### Excerpt to read:
——————————
I would disagree that there were only 3-5 titles worth watching. But the worthwhile ones were hard to find.

They tested the market ... but never massively promoted the feature.

I'm a fan of 3D, but I don't know anyone else who's really into 3D like I am (outside of AVSforum).


> It's also hard to comprehend that the licensing would have been expensive for a supposedly "failed market", supply and demand would dictate it would be cheap?


You're assuming a perfectly efficient and rational market. When you deal with the studios, what they charge may not be totally rational. Look at the premium for Blu-Ray 3Ds. Apply that premium to the licensing cost for streaming.

For 3D streaming, the users need to have the right products (3D TV + 3D capable Netflix app), and the sufficient bandwidth. This limits the market.

Netflix knows exactly how many times each title is streamed. I'm speculating but I think when Turbo and The Croods were available in 3D for a short amount of time, they were testing the demand, and based on the demand, they decided not to spend the extra premium for 3D for those titles anymore. And they've apparently made the decision in general that the cost isn't worth the premium for 3D.


----------



## RolandL

Audio Geek said:


> I agree their 3D support is not great (mainly, no ability to explicitly search for 3D).
> 
> I would disagree that there were only 3-5 titles worth watching. But the worthwhile ones were hard to find.
> 
> They tested the market ... but never massively promoted the feature.
> 
> I'm a fan of 3D, but I don't know anyone else who's really into 3D like I am (outside of AVSforum).
> 
> You're assuming a perfectly efficient and rational market. When you deal with the studios, what they charge may not be totally rational. Look at the premium for Blu-Ray 3Ds. Apply that premium to the licensing cost for streaming.
> 
> For 3D streaming, the users need to have the right products (3D TV + 3D capable Netflix app), and the sufficient bandwidth. This limits the market.
——————————
### Dataset excerpt:
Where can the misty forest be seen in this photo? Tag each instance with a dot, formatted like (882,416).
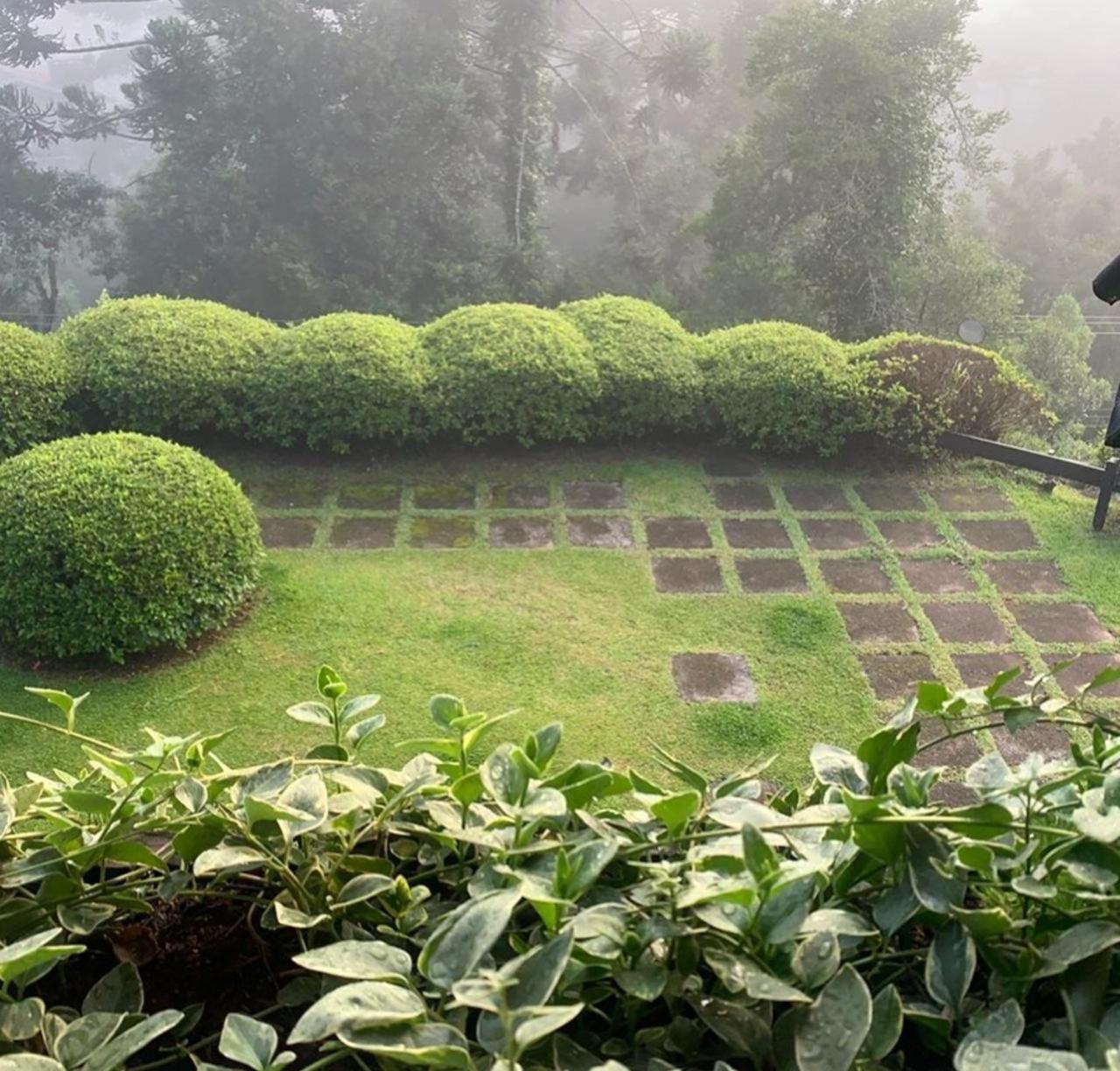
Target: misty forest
(559,536)
(857,167)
——————————
### To be done:
1 – Answer these from the Netflix 3D thread:
(a) Which two titles were available in 3D for a short time?
(b) Besides the right products, what does a user need for 3D streaming?
(c) What does the quoted post name as the main weakness of the 3D support?
2 – Return the part of the Netflix 3D thread from "Netflix knows exactly" to "search for 3D).", copied word for word.
3 – Carry the Netflix 3D thread on from its last sentence.
The data plays no part in this work.

### Task results:
1 –
(a) Turbo and The Croods
(b) Sufficient bandwidth
(c) There is no ability to explicitly search for 3D.

2 –
Netflix knows exactly how many times each title is streamed. I'm speculating but I think when Turbo and The Croods were available in 3D for a short amount of time, they were testing the demand, and based on the demand, they decided not to spend the extra premium for 3D for those titles anymore. And they've apparently made the decision in general that the cost isn't worth the premium for 3D.


----------



## RolandL

Audio Geek said:


> I agree their 3D support is not great (mainly, no ability to explicitly search for 3D).

3 –
> 
> Netflix knows exactly how many times each title is streamed. I'm speculating but I think when Turbo and The Croods were available in 3D for a short amount of time, they were testing the demand, and based on the demand, they decided not to spend the extra premium for 3D for those titles anymore. And they've apparently made the decision in general that the cost isn't worth the premium for 3D.


They removed the 3D title listing and now you can search for 3D and most of the available titles are now there - Beowulf, Flying Swords, Dino King, The Hole, Tormented, A Turtle's Tale, Pina, Sadako, etc. But I watch all of my streaming 3D movies on HBO and Starz now.

http://www.hometheaterforum.com/top...movies-in-january-on-hbo-and-starz-on-demand/


----------



## Audio Geek

RolandL said:


> They removed the 3D title listing and now you can search for 3D and most of the available titles are now there - Beowulf, Flying Swords, Dino King, The Hole, Tormented, A Turtle's Tale, Pina, Sadako, etc.


Oh, you're right. The search is
actually useful now. Thanks. Must've happened in the last month.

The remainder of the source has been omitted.